• **Source text**
========================================

Get your hands dirty and feel the soil beneath your flowers. Press into the soil and rub some of it between your fingers; that will tell you how wet or dry it is. You don't want your flowers so wet that they are sitting in water, but also avoid letting your soil dry up below the surface. Summer Crush hydrangeas planted in containers can dry out quicker because of the drainage system in potting containers, so watering them more frequently will help to keep the soil hydrated for longer.

Insulate your flowers

It may sound strange to say you need to insulate your flowers in the heat, but it can protect your flowers from all the external attacks they could encounter. One spot that is particularly vulnerable is the soil. Mulching around the base of your hydrangeas will ensure that the soil can retain moisture by slowing down evaporation and reducing the amount of water lost to runoff. It will also help to keep your plants cool by regulating soil temperature. 

Some gardeners may prefer using inorganic mulch, like pebbles or gravel, to deter snails and slugs from in-ground flowers, but Summer Crush hydrangeas respond better to organic mulches, like leaves or wood chips, which will in turn feed the plants. Avoid mulch coming into direct contact with tree trunks, shrubs, and younger plants. 

The last thing your flowers need when they're trying to survive the scorching temperatures is an opportunistic weed trying to rob them of the little water and nutrition they're fighting to absorb. Mulch is great for providing a blanket of protection against any weeds that may emerge from the soil. It's good to know how to identify common garden weeds so you know what you're looking for.

========================================

[Entries for pointing and labeling]
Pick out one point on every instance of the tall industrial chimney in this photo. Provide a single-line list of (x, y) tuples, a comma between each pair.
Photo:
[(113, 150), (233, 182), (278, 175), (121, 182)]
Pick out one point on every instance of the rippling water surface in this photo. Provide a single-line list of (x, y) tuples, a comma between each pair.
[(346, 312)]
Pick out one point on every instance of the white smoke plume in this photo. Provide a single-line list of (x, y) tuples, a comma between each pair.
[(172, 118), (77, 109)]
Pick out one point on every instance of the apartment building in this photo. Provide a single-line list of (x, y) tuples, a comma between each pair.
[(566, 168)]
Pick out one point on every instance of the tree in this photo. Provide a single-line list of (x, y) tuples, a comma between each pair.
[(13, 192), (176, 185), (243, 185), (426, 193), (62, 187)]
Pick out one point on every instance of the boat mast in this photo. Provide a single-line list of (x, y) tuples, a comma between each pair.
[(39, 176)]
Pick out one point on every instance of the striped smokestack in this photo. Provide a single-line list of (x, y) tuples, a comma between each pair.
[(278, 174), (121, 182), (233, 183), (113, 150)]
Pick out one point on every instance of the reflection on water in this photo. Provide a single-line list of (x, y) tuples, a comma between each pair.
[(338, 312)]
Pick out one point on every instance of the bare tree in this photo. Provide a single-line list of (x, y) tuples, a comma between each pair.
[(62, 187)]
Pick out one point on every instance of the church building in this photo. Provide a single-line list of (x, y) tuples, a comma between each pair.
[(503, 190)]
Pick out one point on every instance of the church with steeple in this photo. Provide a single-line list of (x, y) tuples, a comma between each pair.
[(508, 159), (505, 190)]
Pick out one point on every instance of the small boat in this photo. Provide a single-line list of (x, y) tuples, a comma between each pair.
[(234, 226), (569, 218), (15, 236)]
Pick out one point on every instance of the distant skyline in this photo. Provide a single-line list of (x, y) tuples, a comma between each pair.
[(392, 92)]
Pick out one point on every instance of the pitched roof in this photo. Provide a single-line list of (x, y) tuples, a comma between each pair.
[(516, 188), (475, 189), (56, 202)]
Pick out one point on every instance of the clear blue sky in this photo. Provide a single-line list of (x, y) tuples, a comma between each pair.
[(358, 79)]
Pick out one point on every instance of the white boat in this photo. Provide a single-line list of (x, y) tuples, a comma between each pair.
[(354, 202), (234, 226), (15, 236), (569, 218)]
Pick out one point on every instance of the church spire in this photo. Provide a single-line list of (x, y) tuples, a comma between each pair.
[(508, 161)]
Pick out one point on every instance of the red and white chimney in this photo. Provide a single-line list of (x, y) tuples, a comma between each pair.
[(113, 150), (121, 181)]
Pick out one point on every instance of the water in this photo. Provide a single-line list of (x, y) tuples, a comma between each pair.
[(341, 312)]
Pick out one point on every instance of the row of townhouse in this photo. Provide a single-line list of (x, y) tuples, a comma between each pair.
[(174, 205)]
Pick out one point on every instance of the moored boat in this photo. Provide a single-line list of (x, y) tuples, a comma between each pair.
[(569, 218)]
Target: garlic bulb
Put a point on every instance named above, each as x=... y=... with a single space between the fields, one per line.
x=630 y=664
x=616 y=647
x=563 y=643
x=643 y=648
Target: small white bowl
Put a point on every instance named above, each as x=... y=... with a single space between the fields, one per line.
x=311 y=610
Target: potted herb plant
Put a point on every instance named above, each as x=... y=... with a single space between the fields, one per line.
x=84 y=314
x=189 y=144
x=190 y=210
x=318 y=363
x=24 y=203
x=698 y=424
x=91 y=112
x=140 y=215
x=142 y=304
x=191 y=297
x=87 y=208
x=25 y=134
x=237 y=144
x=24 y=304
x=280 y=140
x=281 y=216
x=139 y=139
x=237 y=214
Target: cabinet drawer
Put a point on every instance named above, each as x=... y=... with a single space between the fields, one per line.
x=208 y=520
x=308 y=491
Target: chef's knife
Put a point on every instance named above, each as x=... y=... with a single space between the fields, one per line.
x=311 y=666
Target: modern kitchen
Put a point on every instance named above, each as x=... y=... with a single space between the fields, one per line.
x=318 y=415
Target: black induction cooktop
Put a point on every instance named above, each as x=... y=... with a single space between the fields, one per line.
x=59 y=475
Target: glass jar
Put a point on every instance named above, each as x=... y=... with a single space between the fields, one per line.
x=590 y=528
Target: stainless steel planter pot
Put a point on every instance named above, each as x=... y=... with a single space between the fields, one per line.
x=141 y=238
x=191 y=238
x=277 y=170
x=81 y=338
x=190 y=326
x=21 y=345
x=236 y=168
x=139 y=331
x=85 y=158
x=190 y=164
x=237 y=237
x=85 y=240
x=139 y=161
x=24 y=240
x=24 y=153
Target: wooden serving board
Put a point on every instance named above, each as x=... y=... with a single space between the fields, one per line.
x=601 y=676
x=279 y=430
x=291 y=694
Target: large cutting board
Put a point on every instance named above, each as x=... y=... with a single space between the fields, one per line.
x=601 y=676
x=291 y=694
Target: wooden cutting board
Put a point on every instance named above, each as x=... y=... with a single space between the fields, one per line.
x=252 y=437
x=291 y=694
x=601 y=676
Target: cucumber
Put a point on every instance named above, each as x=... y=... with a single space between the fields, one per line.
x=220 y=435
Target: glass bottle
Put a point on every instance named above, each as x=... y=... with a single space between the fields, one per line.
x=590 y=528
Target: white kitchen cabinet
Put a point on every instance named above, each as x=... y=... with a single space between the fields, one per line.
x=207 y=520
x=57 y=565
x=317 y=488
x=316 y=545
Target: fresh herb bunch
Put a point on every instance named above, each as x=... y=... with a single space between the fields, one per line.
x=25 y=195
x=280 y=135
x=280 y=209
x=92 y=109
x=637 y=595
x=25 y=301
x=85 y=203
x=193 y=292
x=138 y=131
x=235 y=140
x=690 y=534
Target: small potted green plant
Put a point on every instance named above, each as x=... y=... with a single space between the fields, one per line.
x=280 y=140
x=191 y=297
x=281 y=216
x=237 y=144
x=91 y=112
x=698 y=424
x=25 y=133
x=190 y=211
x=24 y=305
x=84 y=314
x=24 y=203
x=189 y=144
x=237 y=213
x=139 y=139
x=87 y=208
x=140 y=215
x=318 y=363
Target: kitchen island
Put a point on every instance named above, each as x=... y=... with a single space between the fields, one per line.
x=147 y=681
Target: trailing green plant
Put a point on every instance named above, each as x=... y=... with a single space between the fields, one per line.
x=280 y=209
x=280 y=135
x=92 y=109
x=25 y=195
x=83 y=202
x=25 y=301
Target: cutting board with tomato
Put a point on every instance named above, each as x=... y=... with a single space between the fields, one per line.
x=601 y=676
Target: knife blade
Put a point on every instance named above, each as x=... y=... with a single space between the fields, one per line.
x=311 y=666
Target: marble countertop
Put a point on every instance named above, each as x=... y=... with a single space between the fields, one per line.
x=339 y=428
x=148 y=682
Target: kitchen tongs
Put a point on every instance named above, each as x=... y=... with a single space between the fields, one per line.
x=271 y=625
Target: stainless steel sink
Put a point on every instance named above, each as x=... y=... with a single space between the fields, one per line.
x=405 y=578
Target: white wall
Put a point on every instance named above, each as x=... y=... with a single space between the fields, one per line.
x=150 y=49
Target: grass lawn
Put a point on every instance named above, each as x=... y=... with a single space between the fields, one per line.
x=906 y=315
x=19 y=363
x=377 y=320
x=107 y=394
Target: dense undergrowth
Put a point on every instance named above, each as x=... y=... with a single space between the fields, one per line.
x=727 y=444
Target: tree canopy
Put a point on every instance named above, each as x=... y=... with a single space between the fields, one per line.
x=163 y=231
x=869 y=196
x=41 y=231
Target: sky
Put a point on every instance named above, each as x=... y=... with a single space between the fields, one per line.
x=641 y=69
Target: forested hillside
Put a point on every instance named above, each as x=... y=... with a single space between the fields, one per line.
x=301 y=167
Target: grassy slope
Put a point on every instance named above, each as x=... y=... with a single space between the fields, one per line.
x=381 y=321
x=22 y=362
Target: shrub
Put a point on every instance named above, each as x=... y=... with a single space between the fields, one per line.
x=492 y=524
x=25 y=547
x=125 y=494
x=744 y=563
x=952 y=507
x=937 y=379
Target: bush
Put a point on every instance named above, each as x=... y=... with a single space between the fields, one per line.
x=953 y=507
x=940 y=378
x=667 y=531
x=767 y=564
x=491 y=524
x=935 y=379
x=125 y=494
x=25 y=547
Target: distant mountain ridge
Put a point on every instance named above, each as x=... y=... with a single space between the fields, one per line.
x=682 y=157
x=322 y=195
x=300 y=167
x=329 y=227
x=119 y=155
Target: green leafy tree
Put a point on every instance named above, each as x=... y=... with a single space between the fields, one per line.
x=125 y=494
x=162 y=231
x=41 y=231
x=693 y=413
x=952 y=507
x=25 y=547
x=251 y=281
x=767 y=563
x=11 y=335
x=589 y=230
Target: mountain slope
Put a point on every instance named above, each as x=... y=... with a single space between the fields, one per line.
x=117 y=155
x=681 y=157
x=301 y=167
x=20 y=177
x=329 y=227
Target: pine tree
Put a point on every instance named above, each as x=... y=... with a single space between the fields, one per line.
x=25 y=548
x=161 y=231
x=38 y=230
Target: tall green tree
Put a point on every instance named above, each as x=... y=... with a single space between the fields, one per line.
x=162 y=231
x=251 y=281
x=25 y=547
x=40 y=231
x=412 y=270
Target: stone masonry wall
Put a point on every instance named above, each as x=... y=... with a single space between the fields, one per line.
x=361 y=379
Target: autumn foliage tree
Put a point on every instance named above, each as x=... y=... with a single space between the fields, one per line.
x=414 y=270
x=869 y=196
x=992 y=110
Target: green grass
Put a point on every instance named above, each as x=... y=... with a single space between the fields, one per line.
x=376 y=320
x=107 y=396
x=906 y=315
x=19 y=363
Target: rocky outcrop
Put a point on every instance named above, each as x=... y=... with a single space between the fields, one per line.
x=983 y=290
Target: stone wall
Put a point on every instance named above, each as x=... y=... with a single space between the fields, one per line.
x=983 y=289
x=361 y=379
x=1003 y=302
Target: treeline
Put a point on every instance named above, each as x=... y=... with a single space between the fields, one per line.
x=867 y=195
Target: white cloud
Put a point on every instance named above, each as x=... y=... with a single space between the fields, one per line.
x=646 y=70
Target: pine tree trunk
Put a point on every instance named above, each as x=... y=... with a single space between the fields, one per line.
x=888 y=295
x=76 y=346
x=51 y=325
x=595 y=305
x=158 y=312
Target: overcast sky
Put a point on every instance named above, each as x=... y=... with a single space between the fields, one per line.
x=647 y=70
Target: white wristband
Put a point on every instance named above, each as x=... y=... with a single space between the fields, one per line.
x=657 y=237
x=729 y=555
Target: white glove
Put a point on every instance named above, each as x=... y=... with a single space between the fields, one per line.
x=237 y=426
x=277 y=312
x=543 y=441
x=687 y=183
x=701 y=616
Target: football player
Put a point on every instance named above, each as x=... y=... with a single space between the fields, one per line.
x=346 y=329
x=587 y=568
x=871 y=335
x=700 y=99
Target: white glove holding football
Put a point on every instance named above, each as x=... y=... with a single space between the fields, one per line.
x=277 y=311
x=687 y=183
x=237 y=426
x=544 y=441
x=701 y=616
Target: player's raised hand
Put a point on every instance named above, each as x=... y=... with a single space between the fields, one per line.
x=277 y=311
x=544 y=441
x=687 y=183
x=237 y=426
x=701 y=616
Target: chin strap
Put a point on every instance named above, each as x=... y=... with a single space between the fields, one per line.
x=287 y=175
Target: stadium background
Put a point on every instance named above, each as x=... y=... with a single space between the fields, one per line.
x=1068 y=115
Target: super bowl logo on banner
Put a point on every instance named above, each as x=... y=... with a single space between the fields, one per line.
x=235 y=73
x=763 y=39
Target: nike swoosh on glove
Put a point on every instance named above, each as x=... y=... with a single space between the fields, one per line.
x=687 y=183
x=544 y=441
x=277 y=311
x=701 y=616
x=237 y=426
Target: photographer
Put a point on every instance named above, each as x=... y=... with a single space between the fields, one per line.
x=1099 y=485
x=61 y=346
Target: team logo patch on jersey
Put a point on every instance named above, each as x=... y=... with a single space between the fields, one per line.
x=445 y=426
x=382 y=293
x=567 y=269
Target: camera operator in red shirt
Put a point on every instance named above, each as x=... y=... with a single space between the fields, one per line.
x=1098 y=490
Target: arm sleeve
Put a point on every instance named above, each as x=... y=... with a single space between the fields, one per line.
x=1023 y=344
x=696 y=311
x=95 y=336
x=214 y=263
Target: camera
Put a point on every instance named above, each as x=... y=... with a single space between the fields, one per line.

========================================

• **What to do**
• a. Retype everything in the listing from the line containing "Target: chef's knife" down to the line containing "x=316 y=545", with both of those lines included.
• b. Extend the hydrangea care text from the point where it stops.
The hydrangea care text and the listing have no connection to each other.

• **Answers per task**
• a.
Target: chef's knife
Put a point on every instance named above, each as x=... y=... with a single space between the fields, one per line.
x=311 y=666
Target: modern kitchen
Put a point on every instance named above, each as x=... y=... with a single space between the fields, one per line.
x=318 y=415
Target: black induction cooktop
Put a point on every instance named above, each as x=... y=... with a single space between the fields, one per line.
x=59 y=475
Target: glass jar
Put a point on every instance named above, each as x=... y=... with a single space between the fields, one per line.
x=590 y=528
Target: stainless steel planter pot
Put a point on every instance named above, each as x=... y=... with a single space between the fields, one per line.
x=141 y=238
x=191 y=238
x=277 y=170
x=81 y=338
x=190 y=326
x=21 y=345
x=236 y=168
x=139 y=331
x=85 y=158
x=190 y=164
x=237 y=237
x=85 y=240
x=139 y=161
x=24 y=240
x=24 y=153
Target: wooden serving board
Put a point on every instance named above, each as x=... y=... with a single space between the fields, one per line.
x=601 y=676
x=279 y=430
x=291 y=694
Target: large cutting board
Put a point on every instance named above, each as x=... y=... with a single space between the fields, one per line.
x=601 y=676
x=291 y=694
Target: wooden cutting board
Put a point on every instance named above, each as x=... y=... with a single space between the fields, one per line.
x=252 y=437
x=291 y=694
x=601 y=676
Target: cucumber
Put a point on every instance named above, each as x=... y=... with a single space between the fields, one per line.
x=220 y=435
Target: glass bottle
Put a point on every instance named above, each as x=... y=... with a single space between the fields, one per line.
x=590 y=528
Target: white kitchen cabinet
Put a point on every instance named above, each as x=... y=... with a single space between the fields, one per line.
x=207 y=520
x=57 y=565
x=317 y=488
x=316 y=545

• b.
Hold back a little bit

While you may be on a mission to protect your hydrangeas from the soaring temperatures, you also don't want to become overzealous. If you're worried about whether your flowers are getting the chance to absorb enough nutrients, be aware that Summer Crush hydrangeas respond well to a slow-release fertilizer in spring. Check the packaging to make sure your fertilizer contains a high percentage of phosphorous, which is great for ensuring vibrant blooms. But don't panic and become heavy handed when fertilizing your hydrangeas. Too much fertilizer can result in too much nitrogen in your soil, which can burn the root system, stunt your Summer Crush hydrangeas, and cause dense foliage without blooms.

Summer Crush hydrangeas rarely require any pruning, but if you spot any brown and crispy leaves or flowers, simply remove them to avoid your flowers looking unsightly or having the damage spread to other areas of your plant. If your hydrangeas are potted, you can fix the problem of your hydrangea flowers browning and crisping by moving them to other parts of your yard, where they may do better in the shade and benefit from improved air circulation.